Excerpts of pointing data
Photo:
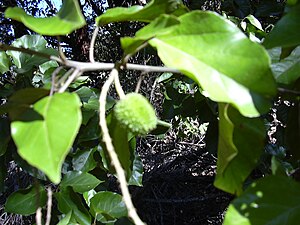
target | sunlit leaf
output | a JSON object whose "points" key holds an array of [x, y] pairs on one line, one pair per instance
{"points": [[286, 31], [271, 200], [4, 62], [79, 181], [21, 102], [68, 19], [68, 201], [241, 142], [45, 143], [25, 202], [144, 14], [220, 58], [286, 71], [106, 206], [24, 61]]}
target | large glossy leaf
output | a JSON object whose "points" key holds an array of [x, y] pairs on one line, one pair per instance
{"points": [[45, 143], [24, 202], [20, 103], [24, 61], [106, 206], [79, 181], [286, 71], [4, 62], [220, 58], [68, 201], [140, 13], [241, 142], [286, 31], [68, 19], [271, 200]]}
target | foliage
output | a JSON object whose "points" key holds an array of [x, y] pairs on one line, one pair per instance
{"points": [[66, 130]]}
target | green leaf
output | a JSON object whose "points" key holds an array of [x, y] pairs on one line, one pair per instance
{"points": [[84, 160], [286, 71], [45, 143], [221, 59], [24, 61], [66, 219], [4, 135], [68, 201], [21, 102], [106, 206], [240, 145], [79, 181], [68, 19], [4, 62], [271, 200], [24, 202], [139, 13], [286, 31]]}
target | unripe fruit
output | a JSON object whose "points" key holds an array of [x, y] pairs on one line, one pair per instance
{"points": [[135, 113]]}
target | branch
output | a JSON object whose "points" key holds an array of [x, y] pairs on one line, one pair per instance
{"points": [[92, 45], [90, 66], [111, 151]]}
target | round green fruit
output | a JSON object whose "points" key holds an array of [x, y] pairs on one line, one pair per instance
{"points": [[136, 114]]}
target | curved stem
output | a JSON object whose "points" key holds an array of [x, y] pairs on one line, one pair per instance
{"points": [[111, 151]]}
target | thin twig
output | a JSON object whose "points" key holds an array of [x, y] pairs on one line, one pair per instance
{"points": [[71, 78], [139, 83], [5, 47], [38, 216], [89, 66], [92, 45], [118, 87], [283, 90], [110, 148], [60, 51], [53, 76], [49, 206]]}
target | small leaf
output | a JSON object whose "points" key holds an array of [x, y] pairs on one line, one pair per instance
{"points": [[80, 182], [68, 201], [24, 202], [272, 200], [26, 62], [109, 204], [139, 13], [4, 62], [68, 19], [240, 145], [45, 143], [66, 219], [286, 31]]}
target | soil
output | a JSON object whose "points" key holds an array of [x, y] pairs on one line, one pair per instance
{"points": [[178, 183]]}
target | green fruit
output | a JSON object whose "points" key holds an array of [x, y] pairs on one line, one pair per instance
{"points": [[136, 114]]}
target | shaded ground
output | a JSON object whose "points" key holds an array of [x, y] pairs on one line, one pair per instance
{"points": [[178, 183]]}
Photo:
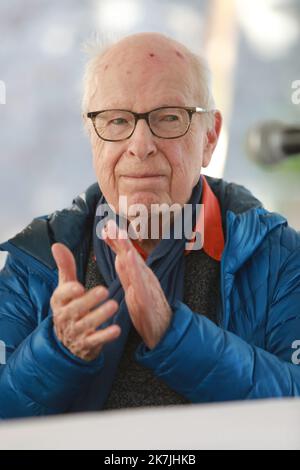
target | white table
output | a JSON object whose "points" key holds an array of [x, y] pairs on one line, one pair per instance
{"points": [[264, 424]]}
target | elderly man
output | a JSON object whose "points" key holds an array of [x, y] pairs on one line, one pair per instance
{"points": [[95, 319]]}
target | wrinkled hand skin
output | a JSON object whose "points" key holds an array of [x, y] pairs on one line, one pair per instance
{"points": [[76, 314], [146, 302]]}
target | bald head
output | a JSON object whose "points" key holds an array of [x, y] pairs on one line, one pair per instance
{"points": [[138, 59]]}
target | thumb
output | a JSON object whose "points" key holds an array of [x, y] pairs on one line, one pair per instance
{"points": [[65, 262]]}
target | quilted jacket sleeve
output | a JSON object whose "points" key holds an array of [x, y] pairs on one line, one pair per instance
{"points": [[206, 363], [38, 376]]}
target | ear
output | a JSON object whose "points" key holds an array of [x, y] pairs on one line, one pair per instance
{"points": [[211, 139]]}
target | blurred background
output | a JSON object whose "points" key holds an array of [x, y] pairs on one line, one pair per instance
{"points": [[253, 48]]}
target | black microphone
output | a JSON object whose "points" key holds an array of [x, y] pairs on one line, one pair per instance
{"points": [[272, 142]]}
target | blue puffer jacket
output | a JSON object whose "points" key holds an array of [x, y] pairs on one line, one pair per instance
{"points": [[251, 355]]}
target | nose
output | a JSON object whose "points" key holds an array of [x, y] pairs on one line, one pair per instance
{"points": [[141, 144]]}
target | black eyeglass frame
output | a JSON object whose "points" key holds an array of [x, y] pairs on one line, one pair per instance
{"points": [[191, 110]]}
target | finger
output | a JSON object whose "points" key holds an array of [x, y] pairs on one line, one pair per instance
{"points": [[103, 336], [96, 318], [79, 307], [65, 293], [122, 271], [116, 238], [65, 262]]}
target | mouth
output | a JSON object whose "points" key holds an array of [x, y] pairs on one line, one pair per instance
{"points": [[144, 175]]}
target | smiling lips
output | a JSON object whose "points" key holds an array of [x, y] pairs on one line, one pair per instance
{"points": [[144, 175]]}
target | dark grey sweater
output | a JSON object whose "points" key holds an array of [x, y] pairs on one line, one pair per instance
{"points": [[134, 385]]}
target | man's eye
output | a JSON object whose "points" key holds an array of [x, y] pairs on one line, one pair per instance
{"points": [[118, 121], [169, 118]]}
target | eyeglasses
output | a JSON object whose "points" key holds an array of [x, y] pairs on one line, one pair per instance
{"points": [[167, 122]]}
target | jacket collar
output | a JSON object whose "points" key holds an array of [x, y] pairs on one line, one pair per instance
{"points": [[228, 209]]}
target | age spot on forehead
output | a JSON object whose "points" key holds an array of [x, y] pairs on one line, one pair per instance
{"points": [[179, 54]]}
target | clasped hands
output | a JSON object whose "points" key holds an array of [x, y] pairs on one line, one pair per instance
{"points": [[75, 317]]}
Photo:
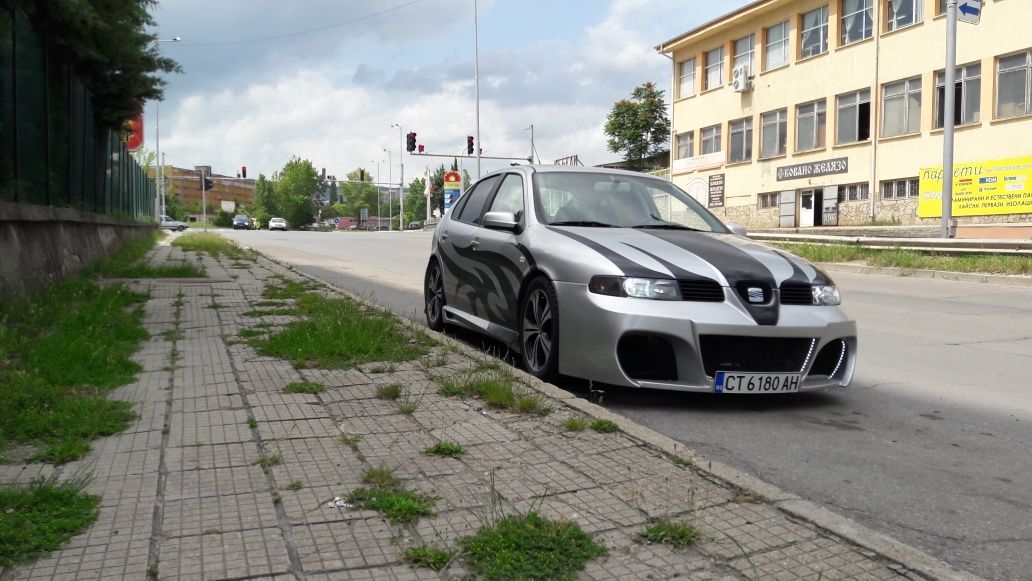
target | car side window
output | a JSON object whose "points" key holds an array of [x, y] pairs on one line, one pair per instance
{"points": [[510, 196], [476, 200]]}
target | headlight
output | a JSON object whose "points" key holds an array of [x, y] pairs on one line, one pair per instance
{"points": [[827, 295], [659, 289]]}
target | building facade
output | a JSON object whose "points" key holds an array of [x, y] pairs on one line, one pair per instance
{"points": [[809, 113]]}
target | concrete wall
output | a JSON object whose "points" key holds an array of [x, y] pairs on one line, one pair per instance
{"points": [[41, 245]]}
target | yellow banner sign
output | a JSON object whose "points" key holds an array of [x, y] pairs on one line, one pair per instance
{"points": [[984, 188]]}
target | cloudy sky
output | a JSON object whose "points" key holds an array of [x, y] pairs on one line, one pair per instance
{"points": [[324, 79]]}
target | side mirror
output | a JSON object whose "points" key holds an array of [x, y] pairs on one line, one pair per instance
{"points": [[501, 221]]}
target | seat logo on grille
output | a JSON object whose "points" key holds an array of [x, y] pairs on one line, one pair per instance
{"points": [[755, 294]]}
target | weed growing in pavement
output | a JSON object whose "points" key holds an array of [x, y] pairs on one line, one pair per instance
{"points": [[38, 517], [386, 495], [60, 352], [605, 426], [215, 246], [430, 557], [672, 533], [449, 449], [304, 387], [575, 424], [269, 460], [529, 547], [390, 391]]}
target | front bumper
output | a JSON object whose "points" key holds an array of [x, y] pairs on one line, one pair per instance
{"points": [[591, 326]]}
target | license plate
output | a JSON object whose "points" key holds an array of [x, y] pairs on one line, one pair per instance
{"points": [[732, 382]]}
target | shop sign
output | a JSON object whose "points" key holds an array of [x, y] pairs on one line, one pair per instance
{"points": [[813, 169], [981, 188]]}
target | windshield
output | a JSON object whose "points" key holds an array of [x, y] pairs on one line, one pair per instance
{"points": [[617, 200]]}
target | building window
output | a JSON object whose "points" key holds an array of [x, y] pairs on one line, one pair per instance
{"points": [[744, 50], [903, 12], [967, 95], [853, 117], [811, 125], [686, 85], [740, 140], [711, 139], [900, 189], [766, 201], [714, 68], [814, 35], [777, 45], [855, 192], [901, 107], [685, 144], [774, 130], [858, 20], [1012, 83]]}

The exercise:
Output exactly the lines above, from the one holding "target | shop sign" through the end of the data, including the first and last.

Response to this task:
target | shop sign
output | a JSON object whose "points" key holds an array of [x, y] pairs on one line, one pair per instance
{"points": [[813, 169], [981, 188]]}
target | windshield
output | a JSON object whose "points" key holds an array of [x, y] pairs on one line, one pair per instance
{"points": [[617, 200]]}
target | building window
output | a JSON object whose "points" key holds an array of [x, y] pairs on one line, one pair per instance
{"points": [[744, 50], [903, 12], [967, 95], [853, 117], [811, 125], [686, 85], [740, 140], [711, 139], [900, 189], [766, 201], [714, 68], [814, 35], [777, 45], [855, 192], [901, 107], [685, 144], [774, 130], [858, 20], [1012, 83]]}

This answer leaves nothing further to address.